Reading Daphne one easily gets the impression that a major reform of the rent laws was at hand, which has now been put on hold because the Greens have irresponsibly taken the plunge and gone ahead with their plan to hold a referendum doing away with the collection of legal absurdities and obscenities that burden our statute book.
Looking down her long nose at everybody and anybody, she makes out that it is rash to rush off and sign the Greens’ petition. She makes it no secret that she thinks everybody else is stupid in her article “Enough rope to hang themselves” (TMIS, 26 June).
Ranting, raging, using foul language and worse orthography, she denounces the whole referendum bid as “naïve impetuosity” and “misinformation”. I must confess that I was delighted. If Daphne has been commissioned to confuse the issue, it must mean that we have the system rattled. Daphne is the Greens’ litmus paper of unsustainability; if she is commissioned to justify a development, it means that it must stink to high heaven, if she is commissioned to attack us on a particular issue, it means that we have drawn first blood. If she’s misspelling obscenities in Maltese (iwwahluhulhom [sic]) we must have them on the run already.
Nobody, but nobody, can believe a word of her scaremongering. If the government had an ace up its sleeve, what on earth would persuade it to keep it a secret at this stage? They could come out and steal the show from the Greens. If we had a Bill on the table of the House that would end the misery and suffering of thousands of people, all the referendum effort would instantly evaporate. Clearly, the government has been bluffing, it has sat on its hands once more and now it has nothing to say or do but unleash the dachshunds. All Daphne’s yapping and clatter will not change a thing.
It is true that Daphne rarely has a good word for anyone but she surpassed herself in negativity last Sunday: not only will it be catastrophic if the referendum is lost by the Yes, she would have us believe that it would be catastrophic also if it is won. She argues that people do not care about the issue and will not turn out to vote causing the referendum bid to fail. Then she argues that not only will the threatened tenants turn out to vote but also hordes of Mesdames Defarge will take the trouble simply to spite other people’s landlords. She claims that the EU referendum was a personal issue that produced a good turnout while rent reform is not. Where did she learn her logic? What is her brief? Defending the miniscule minority of opportunist millionaires not embarrassed to squat in controlled rent properties?
At the last count there were 17,000 controlled rent properties. Some of them are owned by a small number of landowners. The vast majority of them are owned by families with one or two properties. Almost all of them have a plurality of part-landlords. Simply, in a one-to-one relation, a man and his wife being the landlords for each property, there must be 34,000 landlords, at least. Chances are that there are many more. The heirs to property, which remains undivided because of the controlled rent situations, are often numbered in the tens and twenties. Collecting the 30,000 signatures we need to hold a referendum is a mathematical certainty. It is just a matter of time and money. If enough donations come in to beef up the campaign, we can have it all wrapped up in a fortnight. If not it will take a little longer.
--*--
◆ Given request a ◆
Count the rows that contain the string "front" and reply with the number alone.
The opinion piece and the rows below it were taken from unrelated sources.

◆ Records shown ◆
--*--
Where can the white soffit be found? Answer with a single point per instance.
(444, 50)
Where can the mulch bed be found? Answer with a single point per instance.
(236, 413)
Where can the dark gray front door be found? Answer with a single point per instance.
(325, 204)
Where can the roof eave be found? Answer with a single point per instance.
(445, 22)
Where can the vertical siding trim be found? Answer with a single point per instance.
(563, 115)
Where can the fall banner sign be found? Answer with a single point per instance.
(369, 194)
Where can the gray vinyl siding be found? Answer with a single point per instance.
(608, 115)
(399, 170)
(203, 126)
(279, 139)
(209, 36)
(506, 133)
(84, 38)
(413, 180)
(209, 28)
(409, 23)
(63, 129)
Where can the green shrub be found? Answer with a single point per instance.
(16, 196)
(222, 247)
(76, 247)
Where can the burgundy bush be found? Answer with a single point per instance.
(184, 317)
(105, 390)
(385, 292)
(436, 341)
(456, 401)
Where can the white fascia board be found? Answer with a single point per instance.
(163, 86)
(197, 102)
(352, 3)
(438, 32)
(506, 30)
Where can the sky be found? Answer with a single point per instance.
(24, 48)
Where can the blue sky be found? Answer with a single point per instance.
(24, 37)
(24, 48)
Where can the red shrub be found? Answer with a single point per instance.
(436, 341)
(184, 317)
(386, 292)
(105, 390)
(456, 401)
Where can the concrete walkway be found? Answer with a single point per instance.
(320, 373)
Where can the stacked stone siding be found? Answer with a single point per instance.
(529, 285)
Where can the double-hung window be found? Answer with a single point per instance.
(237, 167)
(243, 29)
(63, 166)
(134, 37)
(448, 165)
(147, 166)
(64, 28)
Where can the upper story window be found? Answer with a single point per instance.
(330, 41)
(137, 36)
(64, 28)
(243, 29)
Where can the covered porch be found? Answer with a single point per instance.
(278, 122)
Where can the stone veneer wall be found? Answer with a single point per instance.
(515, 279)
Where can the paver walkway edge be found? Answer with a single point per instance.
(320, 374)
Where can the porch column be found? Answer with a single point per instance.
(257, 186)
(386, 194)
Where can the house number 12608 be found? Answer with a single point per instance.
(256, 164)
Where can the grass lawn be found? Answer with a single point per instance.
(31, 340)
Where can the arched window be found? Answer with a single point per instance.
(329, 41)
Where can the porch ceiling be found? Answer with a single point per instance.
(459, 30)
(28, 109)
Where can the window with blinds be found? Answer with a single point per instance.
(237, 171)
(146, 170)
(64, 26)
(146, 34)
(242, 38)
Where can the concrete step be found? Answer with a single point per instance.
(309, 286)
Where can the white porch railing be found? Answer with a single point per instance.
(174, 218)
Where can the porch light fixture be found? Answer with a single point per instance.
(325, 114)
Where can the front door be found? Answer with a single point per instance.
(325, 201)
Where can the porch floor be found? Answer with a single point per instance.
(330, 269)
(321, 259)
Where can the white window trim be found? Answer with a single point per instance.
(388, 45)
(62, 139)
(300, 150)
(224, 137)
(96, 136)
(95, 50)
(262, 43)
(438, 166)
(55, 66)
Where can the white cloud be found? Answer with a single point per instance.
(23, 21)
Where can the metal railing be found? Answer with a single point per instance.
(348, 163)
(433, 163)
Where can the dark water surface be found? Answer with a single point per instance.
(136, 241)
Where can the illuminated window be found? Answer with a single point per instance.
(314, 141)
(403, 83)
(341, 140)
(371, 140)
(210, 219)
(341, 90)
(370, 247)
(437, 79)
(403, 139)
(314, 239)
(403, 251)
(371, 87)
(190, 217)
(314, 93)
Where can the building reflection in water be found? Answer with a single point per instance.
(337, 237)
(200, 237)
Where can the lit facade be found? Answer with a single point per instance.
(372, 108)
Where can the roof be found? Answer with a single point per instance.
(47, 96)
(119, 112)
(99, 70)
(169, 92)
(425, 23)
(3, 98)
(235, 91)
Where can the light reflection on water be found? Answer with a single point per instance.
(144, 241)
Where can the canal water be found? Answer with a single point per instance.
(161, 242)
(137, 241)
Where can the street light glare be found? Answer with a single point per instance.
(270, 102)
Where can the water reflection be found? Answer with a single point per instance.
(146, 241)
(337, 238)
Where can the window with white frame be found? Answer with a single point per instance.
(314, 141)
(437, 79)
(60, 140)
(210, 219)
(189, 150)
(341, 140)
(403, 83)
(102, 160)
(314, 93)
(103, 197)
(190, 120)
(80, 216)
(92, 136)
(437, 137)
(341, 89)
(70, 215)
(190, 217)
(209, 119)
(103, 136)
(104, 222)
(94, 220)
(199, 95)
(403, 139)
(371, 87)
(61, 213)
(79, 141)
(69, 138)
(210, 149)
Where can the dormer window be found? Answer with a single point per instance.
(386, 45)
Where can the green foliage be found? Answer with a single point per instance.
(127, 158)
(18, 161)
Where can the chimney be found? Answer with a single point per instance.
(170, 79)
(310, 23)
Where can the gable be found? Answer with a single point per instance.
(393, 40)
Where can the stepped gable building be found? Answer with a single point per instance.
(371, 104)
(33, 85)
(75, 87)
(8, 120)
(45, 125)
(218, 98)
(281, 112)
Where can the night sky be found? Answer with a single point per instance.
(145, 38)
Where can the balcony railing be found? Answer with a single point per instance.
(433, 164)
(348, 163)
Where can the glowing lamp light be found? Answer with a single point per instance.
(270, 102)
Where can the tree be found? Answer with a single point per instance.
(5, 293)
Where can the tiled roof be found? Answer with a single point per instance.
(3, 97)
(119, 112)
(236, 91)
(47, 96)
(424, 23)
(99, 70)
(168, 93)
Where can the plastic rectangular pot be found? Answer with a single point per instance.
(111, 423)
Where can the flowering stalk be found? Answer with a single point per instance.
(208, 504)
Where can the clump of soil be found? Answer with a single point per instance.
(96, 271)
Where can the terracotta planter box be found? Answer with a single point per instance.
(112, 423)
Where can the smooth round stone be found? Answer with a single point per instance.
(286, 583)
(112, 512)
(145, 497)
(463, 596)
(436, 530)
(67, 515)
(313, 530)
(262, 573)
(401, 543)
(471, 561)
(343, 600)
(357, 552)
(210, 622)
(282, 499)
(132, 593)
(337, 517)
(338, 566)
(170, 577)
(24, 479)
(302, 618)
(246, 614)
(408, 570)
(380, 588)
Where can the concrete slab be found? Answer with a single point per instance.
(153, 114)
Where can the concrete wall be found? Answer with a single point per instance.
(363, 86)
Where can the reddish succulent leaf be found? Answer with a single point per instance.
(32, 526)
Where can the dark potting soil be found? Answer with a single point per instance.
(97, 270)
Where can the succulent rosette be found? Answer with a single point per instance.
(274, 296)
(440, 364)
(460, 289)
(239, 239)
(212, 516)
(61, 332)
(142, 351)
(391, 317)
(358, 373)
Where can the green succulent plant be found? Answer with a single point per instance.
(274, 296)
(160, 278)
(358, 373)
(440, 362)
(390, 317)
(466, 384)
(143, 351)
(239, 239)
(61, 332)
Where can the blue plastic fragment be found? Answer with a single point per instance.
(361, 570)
--*--
◆ Given request b ◆
According to the opinion piece, how many controlled rent properties were there at the last count?

◆ Correct output a ◆
2

◆ Correct output b ◆
17,000